**INSTRUCTION:**
Pick up the overseas property news post below right after its final sentence and keep writing it.

**GIVEN TEXT:**
--- --- ---

Here we are again at the end of the week with some overseas property news and views….
Had a read through the Knight Frank Global House Price Index last night to check what’s happening where. Headline points? ‘Dubai topped the annual rankings, but prices rose by only 3.4 per cent in the first quarter. Croatia, Cyprus and Greece were the weakest-performing housing markets in the 12 months to March 2014. The US, Australia and Iceland now sit alongside several emerging markets in the top ten rankings for annual price growth. Fourteen countries recorded a decline in house prices year-on-year, 12 of these were in Europe.
‘For the first time since 2008 no single country tracked by the Global House Price Index has recorded an annual price fall in excess of 10 per cent. The bottom ten rankings reads like a geographical tour of Eastern and Southern Europe. House prices here, while still in decline, are now falling at a slower rate, even in the weakest housing markets such as Croatia, Cyprus and Greece. Singapore and Japan are the only non-European countries in the bottom 14 rankings. Cooling measures and tighter mortgage lending conditions have halted price growth in Singapore, whilst in Japan abenomics has yet to push house price growth into positive territory.’
‘We expect to see the index’s performance strengthen again in the second quarter. All eyes will remain on central banks, in particular the Federal Reserve, the Bank of England and the European Central Bank. The issue is not when interest rates rise but the speed and extent to which they do.

--- --- ---

Position annotation records:

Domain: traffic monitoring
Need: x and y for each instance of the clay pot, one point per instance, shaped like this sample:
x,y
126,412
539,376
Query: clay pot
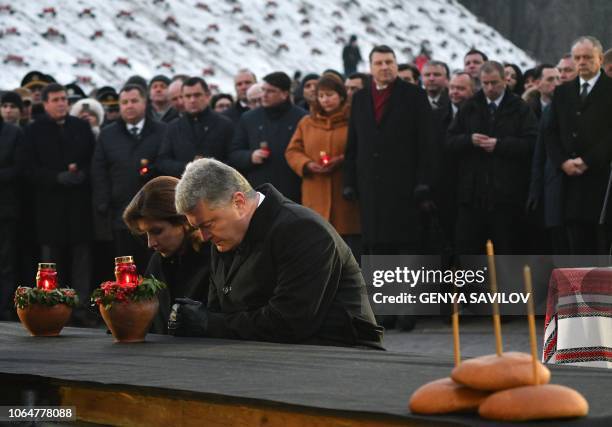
x,y
44,320
130,321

--- --- ---

**RESPONSE FOR THIS EXERCISE:**
We are at work on a BRIC report – Brazil, Russia, India and China – and note that a new study by Standard & Poor’s suggests that prices in China in 2013 rose some 11.5 per cent with some ‘top tier cities rising over 20 per cent in price last year’. However, the market seeks to have turned with year-on-year residential property sales to end Q1 2014 down 10 per cent compared to growth of 26.6 per cent over the same period last year. Even so, S&P states, ‘Property sales volume will rise 10 per cent in 2014 with stronger sales growth in the second half of the year due to price cuts from developers seeking to meet sales targets. Compressed margins will become a structural trend as tougher operating conditions prove most difficult for smaller developers.’ More to follow.
An interesting article in OPP Connect draws our attention to the changing face of resorts in Spain. Let’s quote a little, ‘Costa Blanca estate agent Tony Barnes says that last year it sold more properties to non-European Union buyers, including those from China and Russia, than Spanish nationals and European expats. Wealthy Chinese and Russian buyers snapped up properties under the Spanish government’s ‘Golden Visa’ scheme offering residence with property worth more than €500,000.
‘While it is good to see movement in the property market, I have been concerned about the changing face of the popular resorts on the coast. For example, the Chinese have bought several properties on an urbanisation located just outside the town of Javea, and although they are typically purchased by an older person with a business-like aspect, within no time many occupants arrive. In some circumstances, it appears as though dozens of Chinese are sharing a property with only two or three bedrooms. Rubbish accumulates in the gardens, and there appears to be nobody taking responsibility for the upkeep of the properties, which lowers the tone of the urbanisation.’ Um, I think I will restrict my comments here to simply saying that buyers looking for a ‘home from home’ when buying overseas should do some careful research before progressing any purchase to ensure that the locality matches their personality and expectations.
All for now, see you soon!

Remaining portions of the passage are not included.